- Prompt
Although the entries contain pictures, write out only their text, exactly as it stands.
---------- Provided information
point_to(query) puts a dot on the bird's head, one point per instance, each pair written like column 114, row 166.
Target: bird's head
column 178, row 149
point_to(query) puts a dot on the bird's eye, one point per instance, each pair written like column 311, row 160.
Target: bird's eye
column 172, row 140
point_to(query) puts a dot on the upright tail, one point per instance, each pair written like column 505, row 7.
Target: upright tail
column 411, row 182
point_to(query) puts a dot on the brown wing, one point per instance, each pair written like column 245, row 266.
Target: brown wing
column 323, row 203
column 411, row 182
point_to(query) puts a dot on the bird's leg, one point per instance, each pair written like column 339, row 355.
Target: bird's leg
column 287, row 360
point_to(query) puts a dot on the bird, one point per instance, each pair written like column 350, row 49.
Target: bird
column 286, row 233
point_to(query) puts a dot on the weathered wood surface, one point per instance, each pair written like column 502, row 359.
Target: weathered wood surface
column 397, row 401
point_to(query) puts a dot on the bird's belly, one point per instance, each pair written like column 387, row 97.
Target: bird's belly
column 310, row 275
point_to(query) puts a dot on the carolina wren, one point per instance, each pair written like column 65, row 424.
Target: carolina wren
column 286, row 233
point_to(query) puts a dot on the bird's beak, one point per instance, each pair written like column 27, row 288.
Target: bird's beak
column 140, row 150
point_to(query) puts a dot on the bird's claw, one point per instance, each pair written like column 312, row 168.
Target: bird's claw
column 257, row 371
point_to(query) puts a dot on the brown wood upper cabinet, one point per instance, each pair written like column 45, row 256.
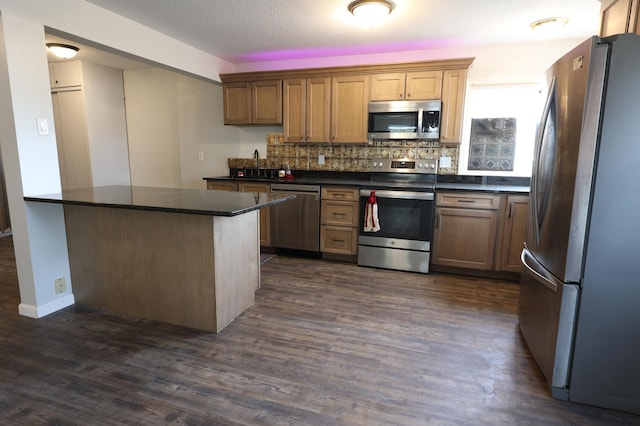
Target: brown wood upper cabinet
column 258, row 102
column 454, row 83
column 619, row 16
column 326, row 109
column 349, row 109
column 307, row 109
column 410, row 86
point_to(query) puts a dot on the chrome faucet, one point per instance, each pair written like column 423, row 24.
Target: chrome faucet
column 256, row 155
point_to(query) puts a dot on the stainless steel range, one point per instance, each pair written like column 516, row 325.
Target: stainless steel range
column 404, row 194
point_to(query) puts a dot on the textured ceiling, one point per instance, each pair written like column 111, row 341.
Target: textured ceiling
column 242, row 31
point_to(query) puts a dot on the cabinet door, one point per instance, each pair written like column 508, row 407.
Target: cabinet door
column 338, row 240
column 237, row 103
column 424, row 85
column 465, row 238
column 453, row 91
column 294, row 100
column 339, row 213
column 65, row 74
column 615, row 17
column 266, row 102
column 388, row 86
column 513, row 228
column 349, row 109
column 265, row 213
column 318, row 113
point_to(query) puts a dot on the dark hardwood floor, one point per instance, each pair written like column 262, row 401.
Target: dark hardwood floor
--------------------
- Written reply
point_to(query) puts a dot on the bird's head, one point per instance, each pair written like column 114, row 166.
Target: bird's head
column 178, row 149
point_to(query) puts a dot on the bird's eye, one point per instance, each pair written like column 311, row 160.
Target: bird's eye
column 172, row 140
point_to(query) puts a dot on the upright tail, one point per instance, each pair written like column 505, row 7.
Target: upright tail
column 411, row 182
point_to(query) puts a dot on the brown wing, one point per instance, each pair written like column 245, row 266.
Target: brown wing
column 323, row 203
column 411, row 182
point_to(query) puts a dot on the bird's leg, one point per instance, each pair written like column 339, row 355.
Target: bird's leg
column 287, row 360
point_to(query) puts a dot on the bird, one point per instance, each pair written like column 350, row 49.
Target: bird
column 286, row 233
point_to(query) puts a dot on the weathered wood surface, one point per instance, each pair written like column 502, row 359.
Target: weathered wood surface
column 397, row 401
point_to(query) puts a dot on the bird's belly, one point per instance, each pair written like column 387, row 97.
Target: bird's belly
column 310, row 275
point_to(query) puts a dot on the carolina wren, one point per instance, each pair written like column 65, row 424.
Target: carolina wren
column 286, row 233
point_to(query) puts a dot on the bird's beak, one point per instance, each pair written like column 27, row 288.
Target: bird's beak
column 140, row 150
point_to(query) puts a dot on the bird's claw, one point per instance, each pair written like column 312, row 168.
Target: bird's claw
column 257, row 371
point_to(query) puts a dot on the brown wood upper cabinet, one point per instance, each pair written like column 45, row 256.
Target: brown wood upper cabinet
column 258, row 102
column 454, row 83
column 619, row 16
column 326, row 109
column 349, row 109
column 307, row 109
column 410, row 86
point_to(query) puts a dot on the chrome faucet, one point per instance, each pair written like column 423, row 24.
Target: chrome faucet
column 256, row 155
point_to(query) puts a dot on the stainless steel range, one point per instance, each pair written like column 516, row 325.
Target: stainless steel range
column 404, row 194
point_to(query) puts a dot on the textured ceiling, one point per instance, each pair written like column 111, row 341.
Target: textured ceiling
column 242, row 31
point_to(query) puts a dot on the cabinet door, one point per instance, each pair written like column 508, row 407.
Target: cabinet door
column 338, row 240
column 237, row 103
column 424, row 85
column 465, row 238
column 453, row 91
column 294, row 100
column 339, row 213
column 65, row 74
column 615, row 17
column 266, row 102
column 388, row 86
column 513, row 228
column 349, row 109
column 265, row 213
column 318, row 113
point_to(query) puts a dot on the dark hardwood floor, one point per instance, each pair written like column 262, row 401.
Target: dark hardwood floor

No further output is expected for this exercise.